■ Request
Reproduce only the lines of the records below, starting at the line containing "railing. Report pixel corners as JSON arrays." and ending at the line containing "[[329, 169, 447, 205]]", with "balcony railing" renamed to "porch railing" and all else unchanged.
-- BEGIN --
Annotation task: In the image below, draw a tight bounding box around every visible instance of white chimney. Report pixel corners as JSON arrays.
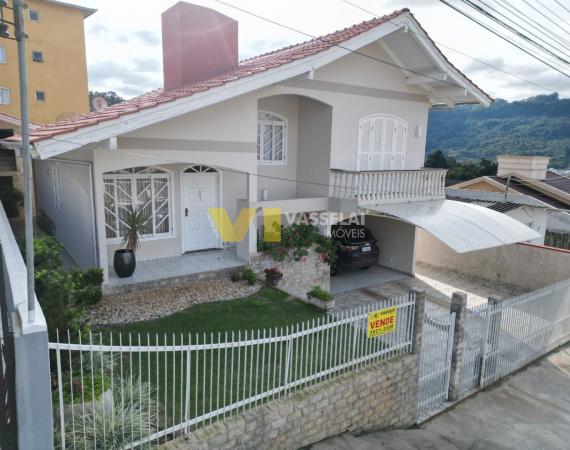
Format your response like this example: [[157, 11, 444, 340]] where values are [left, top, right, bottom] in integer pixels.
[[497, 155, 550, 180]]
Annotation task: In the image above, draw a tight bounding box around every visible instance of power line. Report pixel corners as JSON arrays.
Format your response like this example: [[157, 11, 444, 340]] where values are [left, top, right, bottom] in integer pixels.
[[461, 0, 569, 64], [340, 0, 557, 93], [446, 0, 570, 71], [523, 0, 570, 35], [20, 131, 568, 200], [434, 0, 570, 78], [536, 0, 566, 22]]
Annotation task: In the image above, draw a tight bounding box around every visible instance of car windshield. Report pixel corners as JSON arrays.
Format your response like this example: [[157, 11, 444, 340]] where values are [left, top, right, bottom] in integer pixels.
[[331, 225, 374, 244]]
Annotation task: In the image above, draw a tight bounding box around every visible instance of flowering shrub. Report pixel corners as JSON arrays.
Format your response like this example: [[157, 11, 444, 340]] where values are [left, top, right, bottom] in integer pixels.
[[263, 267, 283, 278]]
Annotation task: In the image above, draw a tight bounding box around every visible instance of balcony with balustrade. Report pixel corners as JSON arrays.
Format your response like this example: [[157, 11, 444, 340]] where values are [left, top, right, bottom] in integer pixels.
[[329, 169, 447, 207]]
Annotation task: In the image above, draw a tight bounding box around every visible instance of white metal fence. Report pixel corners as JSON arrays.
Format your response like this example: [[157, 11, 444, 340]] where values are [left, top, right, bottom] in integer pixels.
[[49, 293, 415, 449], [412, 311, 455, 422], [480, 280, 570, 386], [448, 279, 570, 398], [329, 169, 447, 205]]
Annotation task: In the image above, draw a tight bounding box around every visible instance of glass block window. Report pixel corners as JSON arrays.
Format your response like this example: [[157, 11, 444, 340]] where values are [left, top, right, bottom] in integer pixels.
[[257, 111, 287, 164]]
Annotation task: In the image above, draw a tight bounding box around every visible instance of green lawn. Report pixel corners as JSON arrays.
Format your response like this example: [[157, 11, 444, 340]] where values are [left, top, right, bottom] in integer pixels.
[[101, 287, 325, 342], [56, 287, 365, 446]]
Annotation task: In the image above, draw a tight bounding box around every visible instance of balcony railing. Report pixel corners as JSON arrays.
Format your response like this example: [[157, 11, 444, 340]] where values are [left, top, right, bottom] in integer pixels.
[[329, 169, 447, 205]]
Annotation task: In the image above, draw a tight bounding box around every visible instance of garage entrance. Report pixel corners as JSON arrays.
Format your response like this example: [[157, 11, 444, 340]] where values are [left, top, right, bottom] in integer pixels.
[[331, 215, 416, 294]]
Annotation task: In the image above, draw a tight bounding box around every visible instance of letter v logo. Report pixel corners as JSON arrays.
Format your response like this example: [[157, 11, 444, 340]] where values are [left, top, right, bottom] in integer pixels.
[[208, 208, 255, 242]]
-- END --
-- BEGIN --
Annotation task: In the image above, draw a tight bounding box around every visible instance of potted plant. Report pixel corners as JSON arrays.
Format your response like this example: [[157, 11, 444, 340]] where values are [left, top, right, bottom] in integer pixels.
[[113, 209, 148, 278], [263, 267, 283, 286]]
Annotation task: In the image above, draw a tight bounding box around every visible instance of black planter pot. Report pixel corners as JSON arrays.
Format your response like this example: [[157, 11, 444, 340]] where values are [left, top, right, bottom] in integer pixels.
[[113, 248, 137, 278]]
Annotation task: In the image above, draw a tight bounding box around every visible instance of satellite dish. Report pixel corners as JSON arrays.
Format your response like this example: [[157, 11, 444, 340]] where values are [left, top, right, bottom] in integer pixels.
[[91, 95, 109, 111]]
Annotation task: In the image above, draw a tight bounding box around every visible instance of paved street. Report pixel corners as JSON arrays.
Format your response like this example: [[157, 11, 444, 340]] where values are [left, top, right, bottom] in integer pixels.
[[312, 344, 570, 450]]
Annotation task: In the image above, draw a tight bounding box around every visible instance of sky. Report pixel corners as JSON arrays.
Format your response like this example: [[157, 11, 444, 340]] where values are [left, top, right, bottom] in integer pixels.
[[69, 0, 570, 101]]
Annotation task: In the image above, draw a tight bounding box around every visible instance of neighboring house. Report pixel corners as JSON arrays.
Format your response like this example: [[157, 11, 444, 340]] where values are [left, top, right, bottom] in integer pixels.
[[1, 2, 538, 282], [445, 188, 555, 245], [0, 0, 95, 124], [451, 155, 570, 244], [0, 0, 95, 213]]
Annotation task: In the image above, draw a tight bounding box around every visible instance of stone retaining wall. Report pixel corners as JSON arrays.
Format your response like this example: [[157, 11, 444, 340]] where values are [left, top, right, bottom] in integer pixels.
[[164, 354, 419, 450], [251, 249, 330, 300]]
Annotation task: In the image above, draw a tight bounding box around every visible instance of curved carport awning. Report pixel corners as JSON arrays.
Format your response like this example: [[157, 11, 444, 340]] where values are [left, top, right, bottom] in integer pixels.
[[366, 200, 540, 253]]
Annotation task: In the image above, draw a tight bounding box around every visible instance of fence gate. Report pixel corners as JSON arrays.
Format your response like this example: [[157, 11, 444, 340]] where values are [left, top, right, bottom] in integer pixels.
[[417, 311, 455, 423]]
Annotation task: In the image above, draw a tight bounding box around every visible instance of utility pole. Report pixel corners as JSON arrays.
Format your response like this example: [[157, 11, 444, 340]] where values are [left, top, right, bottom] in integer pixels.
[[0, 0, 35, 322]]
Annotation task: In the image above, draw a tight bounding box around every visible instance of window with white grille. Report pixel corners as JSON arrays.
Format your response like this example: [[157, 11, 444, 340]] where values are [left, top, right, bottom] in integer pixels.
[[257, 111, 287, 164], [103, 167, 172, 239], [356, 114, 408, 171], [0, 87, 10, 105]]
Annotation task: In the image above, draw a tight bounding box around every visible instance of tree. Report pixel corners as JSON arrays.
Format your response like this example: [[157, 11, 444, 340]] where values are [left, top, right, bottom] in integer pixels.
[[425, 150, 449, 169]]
-- END --
■ Complete output
Annotation task: In the image above, draw a tight bounding box around every visible instance of porch railing. Report pixel corners as JSON arrays.
Format your response like this example: [[157, 11, 444, 340]] where values are [left, top, right, bottom] in integer pixels.
[[329, 169, 447, 205]]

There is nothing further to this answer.